* SELECTED EXCERPT
As I understand the Crown’s position, it is that the evidence is clear that Mr. Latimer took his daughter’s life. The Crown admits that he may have done so out of compassion and concern that it was the only way that he could relieve her of her pain. But the Crown says that is irrelevant to the law which defines an act of murder as where a person who causes the death of a human being and means to cause his or her death.

The Crown’s position, simply stated, is that they have proven Mr. Latimer caused the death of his daughter beyond a reasonable doubt, and that he intended to do it, and that you must therefore do your duty and find him guilty of an act of murder.

The Defence position is that this is not as simple a matter as the Crown suggests. Counsel asks you to study and consider all of the evidence brought forward by the Crown and the Defence in an effort to explain to you the numerous factors which led to Tracy’s death. He argued that you must consider what Mr. Latimer did against the backdrop of this – the tragic nature of this little girl’s life, and approach your decision with fairness and compassion and understanding and you should be left with a reasonable doubt and conclude that this was not an act of murder on Mr. Latimer’s part.

So, the issue for you comes down to this: did Mr. Latimer commit an act of murder when he put Tracy to sleep, or did he not? It is for you to say, but you have only two choices. You must find him either guilty or that he was not guilty.

 

NARRATOR:

Now the judge appeared to almost be inviting nullification. a He said, “did Mr. Latimer commit an act of murder…it is for you to say.” He could have stressed following the law – which would entail a guilty verdict, but he said instead that the verdict was up to them. But would the jury pick up on this, or would they still feel obliged to follow the law? The judge went a considerable distance in explaining the freedom of a jury, probably further than most judges would have gone, but one can still imagine confusion and uncertainty in the juryroom about this, in the absence of having the defence, specifically addressing the matter of nullification. In his final comments Justice Noble added, “it is your duty to follow and obey your own conscience …you have a right to disagree.” He said “conscience,” not “the law.”

 

Prosecutor Neufeld was not happy with the Judge’s closing comments and spoke after the jury was excused.

The jury retires, as indicated by lights going off on the audience.

* GIVEN DATA
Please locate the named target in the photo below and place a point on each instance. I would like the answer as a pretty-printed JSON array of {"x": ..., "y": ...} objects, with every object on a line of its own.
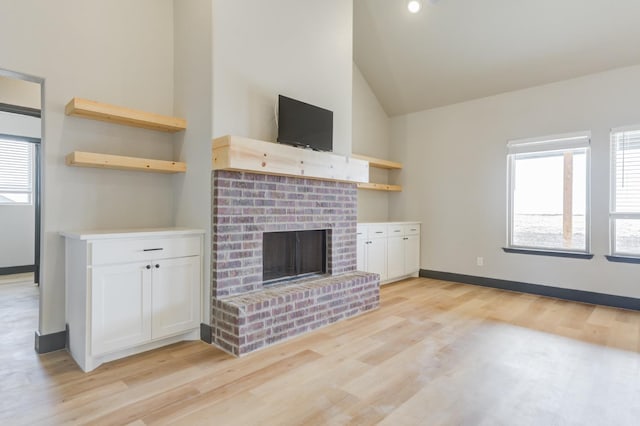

* WHAT IS REQUIRED
Pick up the Latimer trial excerpt after its final stage direction and write the next part. The listing has no connection to the Latimer trial excerpt.

* ANSWER BELOW
PROSECUTOR NEUFELD:

My concern, in summarizing the Defence case, is that you may have left them with the impression that there’s something in the Defence case that answers the clear facts that happened here – that there’s something that happened that somehow still justifies what he did …

 

JUSTICE NOBLE:

Well, essentially, that is what the Defence was saying.

 

PROSECUTOR NEUFELD:

Fair enough, but that’s not a defence to murder. I mean it just isn’t.

 

JUSTICE NOBLE:

Well, that’s for the jury, it’s not for me. I can’t tell them what to decide.

 

THE QUERY

 

NARRATOR:

Not long after the jury retired and Justice Noble and the lawyers discussed the Justice’s instructions to the jury, a query came from the jury. They asked Justice Noble a key and revealing question (as read by the Justice).

 

JUSTICE NOBLE:

“Is there any possible way we can have an input into the sentencing?” My answer to that is not at this time. We might discuss it with them later. I don’t know whether I should say any more than that.

 

NARRATOR:

This development was of immediate concern to the Prosecutor, for two reasons. The first is that it indicated that there was some sympathy for Latimer – otherwise why would they be concerned about the length of sentence? Secondly, the prosecutor did not want the jury to know about the severity of the minimum sentence for second degree murder, which was 10 years before full parole. Some unclear comments were made in an exchange between the judge and the two lawyers – about whether or not the information on sentencing should be given to the jury.  Then Justice Noble tried to take a clear position on when this information should be given to the jury, following what he believed to be standard practice in such matters.

 

JUSTICE NOBLE:

It depends. After they’ve rendered a verdict, no?

 

PROSECUTOR NEUFELD:

Yeah, I think you have to say that.

 

BRAYFORD:

I think it would be misleading – I think they should be told that there is a minimum punishment described by law.

 

JUSTICE NOBLE:

Well, I thought I would say, in answer to this, Mr. Brayford, that that’s a matter I may or may not discuss with you later and leave it at that. Why get into details? Do you want me to get into that?

 

BRAYFORD:

I think they should be told there is a minimum punishment prescribed by law, and that they will not be able to recommend some sentence below that.

 

PROSECUTOR NEUFELD:

Would – I mean I’m not sure. I mean this is a little difficult to deal with, but I – I mean, if you’re going to tell them something, then they should be told what the law prescribes. I don’t – like I’m really hesitant to have them told about…

 

JUSTICE NOBLE:

I really don’t want to tell them what the law prescribes by way of penalty in this matter, because it’s none of their business.

 

PROSECUTOR NEUFELD:

No, it isn’t.

 

JUSTICE NOBLE:

And they should really make a decision without knowing that.

 

PROSECUTOR NEUFELD:

Absolutely, and that’s – I think that’s the law.

 

JUSTICE NOBLE:

So how do I refer to that section without indicating to them what the sentence is?

 

PROSECUTOR NEUFELD:

Yeah, I don’t think you – I guess the Criminal Code  does permit them to have some input into the minimum.

 

JUSTICE NOBLE:

But it only permits that after they bring in a verdict.

 

PROSECUTOR NEUFELD:

Yeah, they have to decide. I mean I think….

 

JUSTICE NOBLE:

They have to decide first.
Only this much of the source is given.